**CONSIGNES**
**1.** Dans l'article sur les détournements de fonds au Niger, relevez tous les lieux où ont travaillé les sept journalistes auteurs du dossier.
**2.** Extrayez de l'article sur les détournements de fonds au Niger le passage commençant par « L’Organized Crime and » et allant jusqu'à « Kiev et Pretoria. ».

L’Organized Crime and Corruption Reporting Project, un consortium international de journalistes d’enquête, a publié le 6 août le récit détaillé d’une affaire de détournements de fonds destinés à la défense du Niger, qui en révèle les ramifications internationales, notamment dans l’ex bloc soviétique.
Après avoir déjà largement couvert la chronique nigérienne du dossier sur son site web, Mondafrique a contribué à ce travail collectif, qui est à lire, en anglais, sur le lien suivant :
Intitulé « Comment un célèbre trafiquant d’armes a détourné le budget du Niger et acheté des armes à la Russie », le dossier est le fruit du travail de sept journalistes, en France, en Afrique de l’Ouest et de l’Est, à Prague, Kiev et Pretoria.

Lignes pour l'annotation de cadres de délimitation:
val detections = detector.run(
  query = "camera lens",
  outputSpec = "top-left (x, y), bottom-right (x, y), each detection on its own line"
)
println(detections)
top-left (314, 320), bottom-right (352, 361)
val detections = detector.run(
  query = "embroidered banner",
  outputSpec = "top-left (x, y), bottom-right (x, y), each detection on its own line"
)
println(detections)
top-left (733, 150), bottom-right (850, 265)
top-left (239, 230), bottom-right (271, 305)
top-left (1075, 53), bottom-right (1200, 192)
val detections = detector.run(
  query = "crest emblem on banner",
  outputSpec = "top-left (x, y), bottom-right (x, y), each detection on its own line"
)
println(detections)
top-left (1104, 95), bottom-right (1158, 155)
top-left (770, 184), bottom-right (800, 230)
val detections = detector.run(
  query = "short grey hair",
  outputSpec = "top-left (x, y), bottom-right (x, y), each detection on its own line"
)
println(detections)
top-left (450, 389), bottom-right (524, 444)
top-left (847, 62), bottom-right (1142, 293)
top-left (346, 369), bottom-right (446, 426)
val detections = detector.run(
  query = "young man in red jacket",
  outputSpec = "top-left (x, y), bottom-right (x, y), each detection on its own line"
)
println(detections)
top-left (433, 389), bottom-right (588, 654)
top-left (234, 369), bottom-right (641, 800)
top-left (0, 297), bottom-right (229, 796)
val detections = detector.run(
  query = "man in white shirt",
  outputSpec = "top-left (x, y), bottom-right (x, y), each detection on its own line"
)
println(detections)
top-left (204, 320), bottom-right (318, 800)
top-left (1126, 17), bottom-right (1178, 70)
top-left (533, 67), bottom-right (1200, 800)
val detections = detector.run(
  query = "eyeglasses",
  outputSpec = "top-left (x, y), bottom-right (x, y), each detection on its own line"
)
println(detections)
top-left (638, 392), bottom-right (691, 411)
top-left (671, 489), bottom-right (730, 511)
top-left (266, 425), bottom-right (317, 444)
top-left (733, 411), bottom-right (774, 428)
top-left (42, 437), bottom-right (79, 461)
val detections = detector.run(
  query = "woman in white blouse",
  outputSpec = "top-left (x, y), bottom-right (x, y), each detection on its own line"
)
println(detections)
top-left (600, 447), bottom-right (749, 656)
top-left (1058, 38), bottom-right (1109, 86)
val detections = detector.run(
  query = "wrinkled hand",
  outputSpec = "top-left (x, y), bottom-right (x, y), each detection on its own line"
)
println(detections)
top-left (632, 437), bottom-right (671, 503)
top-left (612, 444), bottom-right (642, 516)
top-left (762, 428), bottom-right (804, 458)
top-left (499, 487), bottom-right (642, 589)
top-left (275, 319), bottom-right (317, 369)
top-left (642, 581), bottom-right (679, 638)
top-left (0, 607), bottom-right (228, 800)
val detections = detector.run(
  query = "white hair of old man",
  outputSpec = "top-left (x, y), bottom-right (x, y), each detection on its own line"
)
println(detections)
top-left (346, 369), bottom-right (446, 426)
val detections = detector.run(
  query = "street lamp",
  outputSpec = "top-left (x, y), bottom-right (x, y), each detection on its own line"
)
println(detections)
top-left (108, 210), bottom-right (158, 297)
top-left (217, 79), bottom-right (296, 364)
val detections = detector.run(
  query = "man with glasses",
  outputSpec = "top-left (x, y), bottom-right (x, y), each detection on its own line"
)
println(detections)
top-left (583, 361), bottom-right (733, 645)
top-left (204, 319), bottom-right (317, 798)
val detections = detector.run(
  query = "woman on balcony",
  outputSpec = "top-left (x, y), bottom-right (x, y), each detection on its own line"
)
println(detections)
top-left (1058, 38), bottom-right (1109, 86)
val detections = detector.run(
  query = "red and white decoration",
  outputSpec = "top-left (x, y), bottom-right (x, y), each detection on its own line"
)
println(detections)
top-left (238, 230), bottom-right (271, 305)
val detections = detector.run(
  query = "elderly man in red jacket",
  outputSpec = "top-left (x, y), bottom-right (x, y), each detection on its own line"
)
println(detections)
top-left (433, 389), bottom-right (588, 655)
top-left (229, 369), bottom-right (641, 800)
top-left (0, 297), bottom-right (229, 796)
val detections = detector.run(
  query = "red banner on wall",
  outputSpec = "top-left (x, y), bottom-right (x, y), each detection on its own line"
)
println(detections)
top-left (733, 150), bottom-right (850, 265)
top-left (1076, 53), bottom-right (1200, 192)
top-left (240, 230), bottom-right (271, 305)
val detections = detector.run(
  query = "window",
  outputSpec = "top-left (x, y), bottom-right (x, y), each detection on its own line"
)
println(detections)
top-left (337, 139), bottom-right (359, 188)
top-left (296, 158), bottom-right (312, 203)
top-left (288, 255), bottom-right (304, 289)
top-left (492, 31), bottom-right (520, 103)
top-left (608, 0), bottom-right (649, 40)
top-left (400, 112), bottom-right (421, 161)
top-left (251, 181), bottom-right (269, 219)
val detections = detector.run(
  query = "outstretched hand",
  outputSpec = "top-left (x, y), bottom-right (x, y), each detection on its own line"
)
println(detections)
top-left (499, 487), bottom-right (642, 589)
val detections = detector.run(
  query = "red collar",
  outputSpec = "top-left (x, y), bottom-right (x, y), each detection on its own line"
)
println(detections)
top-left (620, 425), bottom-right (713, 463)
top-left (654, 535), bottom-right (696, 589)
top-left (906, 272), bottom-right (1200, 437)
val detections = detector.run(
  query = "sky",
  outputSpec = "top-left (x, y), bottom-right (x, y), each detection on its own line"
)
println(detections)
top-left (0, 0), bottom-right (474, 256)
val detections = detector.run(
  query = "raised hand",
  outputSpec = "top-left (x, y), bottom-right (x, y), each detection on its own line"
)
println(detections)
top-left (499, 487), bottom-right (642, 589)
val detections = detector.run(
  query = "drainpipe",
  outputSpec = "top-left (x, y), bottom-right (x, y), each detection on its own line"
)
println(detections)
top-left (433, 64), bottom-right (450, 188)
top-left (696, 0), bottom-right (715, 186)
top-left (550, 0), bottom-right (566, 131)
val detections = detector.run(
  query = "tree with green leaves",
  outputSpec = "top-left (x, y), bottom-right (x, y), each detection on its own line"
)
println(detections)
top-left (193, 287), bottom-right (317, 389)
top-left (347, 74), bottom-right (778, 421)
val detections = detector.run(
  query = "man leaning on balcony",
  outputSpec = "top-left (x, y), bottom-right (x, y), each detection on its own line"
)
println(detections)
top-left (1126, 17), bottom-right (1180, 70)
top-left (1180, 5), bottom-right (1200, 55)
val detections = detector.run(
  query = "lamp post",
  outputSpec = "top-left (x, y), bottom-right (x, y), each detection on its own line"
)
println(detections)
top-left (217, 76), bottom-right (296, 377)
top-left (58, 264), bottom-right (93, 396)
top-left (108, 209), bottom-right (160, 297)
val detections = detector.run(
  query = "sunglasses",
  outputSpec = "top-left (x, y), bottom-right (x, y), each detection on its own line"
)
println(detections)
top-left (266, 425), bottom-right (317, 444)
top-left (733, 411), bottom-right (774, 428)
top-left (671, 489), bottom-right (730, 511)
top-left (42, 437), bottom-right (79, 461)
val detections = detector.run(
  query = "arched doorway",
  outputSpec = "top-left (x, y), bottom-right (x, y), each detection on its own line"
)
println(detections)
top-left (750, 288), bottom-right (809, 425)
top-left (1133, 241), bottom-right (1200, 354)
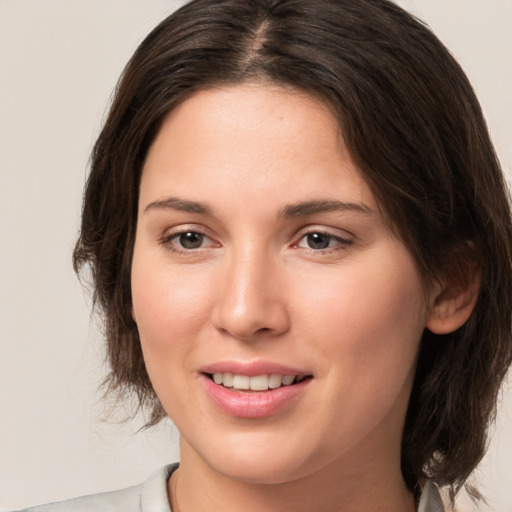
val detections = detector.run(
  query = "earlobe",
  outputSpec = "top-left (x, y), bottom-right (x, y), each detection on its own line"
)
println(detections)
top-left (426, 270), bottom-right (480, 334)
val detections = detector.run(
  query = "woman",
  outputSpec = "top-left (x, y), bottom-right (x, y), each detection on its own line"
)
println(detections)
top-left (15, 0), bottom-right (512, 512)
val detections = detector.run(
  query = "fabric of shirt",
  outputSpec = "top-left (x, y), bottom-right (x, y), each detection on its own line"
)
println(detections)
top-left (11, 463), bottom-right (444, 512)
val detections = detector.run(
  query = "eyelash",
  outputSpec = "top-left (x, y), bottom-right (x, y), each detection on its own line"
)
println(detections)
top-left (161, 229), bottom-right (353, 255)
top-left (294, 229), bottom-right (353, 254)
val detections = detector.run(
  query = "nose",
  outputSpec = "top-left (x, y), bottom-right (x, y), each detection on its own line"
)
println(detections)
top-left (213, 251), bottom-right (290, 341)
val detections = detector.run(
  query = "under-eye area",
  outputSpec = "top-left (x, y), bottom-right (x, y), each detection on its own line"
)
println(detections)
top-left (205, 373), bottom-right (313, 391)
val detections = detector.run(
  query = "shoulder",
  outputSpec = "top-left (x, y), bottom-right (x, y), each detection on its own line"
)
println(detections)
top-left (11, 464), bottom-right (178, 512)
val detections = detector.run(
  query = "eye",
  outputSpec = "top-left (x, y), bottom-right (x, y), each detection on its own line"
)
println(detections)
top-left (297, 231), bottom-right (352, 251)
top-left (162, 230), bottom-right (216, 252)
top-left (177, 231), bottom-right (204, 249)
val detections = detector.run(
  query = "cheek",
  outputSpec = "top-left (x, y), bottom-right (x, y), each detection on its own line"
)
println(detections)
top-left (132, 253), bottom-right (214, 356)
top-left (298, 249), bottom-right (426, 380)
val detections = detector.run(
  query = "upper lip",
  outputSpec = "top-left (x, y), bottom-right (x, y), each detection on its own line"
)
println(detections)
top-left (200, 361), bottom-right (311, 377)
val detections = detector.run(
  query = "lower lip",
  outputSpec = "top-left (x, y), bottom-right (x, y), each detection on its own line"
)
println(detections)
top-left (202, 375), bottom-right (311, 418)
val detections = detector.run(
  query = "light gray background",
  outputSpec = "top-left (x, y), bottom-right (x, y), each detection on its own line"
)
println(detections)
top-left (0, 0), bottom-right (512, 512)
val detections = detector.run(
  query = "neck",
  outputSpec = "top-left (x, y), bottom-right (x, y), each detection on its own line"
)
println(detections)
top-left (169, 441), bottom-right (415, 512)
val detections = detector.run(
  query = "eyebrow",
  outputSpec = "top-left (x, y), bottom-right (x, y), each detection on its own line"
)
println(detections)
top-left (144, 197), bottom-right (211, 215)
top-left (144, 197), bottom-right (373, 218)
top-left (279, 199), bottom-right (373, 217)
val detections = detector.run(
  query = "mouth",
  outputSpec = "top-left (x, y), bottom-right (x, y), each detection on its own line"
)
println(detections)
top-left (204, 372), bottom-right (313, 393)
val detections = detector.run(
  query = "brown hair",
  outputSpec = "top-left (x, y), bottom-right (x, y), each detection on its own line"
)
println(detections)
top-left (74, 0), bottom-right (512, 498)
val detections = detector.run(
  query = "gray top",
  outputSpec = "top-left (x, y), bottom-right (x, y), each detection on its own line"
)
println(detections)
top-left (15, 464), bottom-right (178, 512)
top-left (11, 463), bottom-right (444, 512)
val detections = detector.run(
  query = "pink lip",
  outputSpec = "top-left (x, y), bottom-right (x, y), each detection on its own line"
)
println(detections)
top-left (200, 361), bottom-right (311, 377)
top-left (201, 362), bottom-right (312, 418)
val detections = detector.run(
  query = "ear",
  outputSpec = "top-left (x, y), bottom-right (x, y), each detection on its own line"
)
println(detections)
top-left (426, 265), bottom-right (480, 334)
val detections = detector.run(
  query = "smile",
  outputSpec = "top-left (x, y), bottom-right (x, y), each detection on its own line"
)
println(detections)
top-left (210, 372), bottom-right (306, 391)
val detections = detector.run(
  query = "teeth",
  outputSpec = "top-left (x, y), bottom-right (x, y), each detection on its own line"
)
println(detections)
top-left (213, 373), bottom-right (304, 391)
top-left (283, 375), bottom-right (295, 386)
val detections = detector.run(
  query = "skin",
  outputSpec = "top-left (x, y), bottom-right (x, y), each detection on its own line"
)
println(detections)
top-left (132, 84), bottom-right (468, 512)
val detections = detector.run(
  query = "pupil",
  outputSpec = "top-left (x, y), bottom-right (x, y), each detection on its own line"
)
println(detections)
top-left (180, 231), bottom-right (203, 249)
top-left (307, 233), bottom-right (330, 249)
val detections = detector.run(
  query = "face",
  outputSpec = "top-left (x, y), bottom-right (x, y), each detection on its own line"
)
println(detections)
top-left (132, 85), bottom-right (429, 483)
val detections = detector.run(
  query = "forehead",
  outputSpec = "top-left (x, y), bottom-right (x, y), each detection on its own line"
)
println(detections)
top-left (141, 84), bottom-right (373, 213)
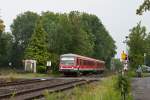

**CORRIGÉ**
**1.** France, Afrique de l'Ouest, Afrique de l'Est, Prague, Kiev, Pretoria

**2.**
L’Organized Crime and Corruption Reporting Project, un consortium international de journalistes d’enquête, a publié le 6 août le récit détaillé d’une affaire de détournements de fonds destinés à la défense du Niger, qui en révèle les ramifications internationales, notamment dans l’ex bloc soviétique.
Après avoir déjà largement couvert la chronique nigérienne du dossier sur son site web, Mondafrique a contribué à ce travail collectif, qui est à lire, en anglais, sur le lien suivant :
Intitulé « Comment un célèbre trafiquant d’armes a détourné le budget du Niger et acheté des armes à la Russie », le dossier est le fruit du travail de sept journalistes, en France, en Afrique de l’Ouest et de l’Est, à Prague, Kiev et Pretoria.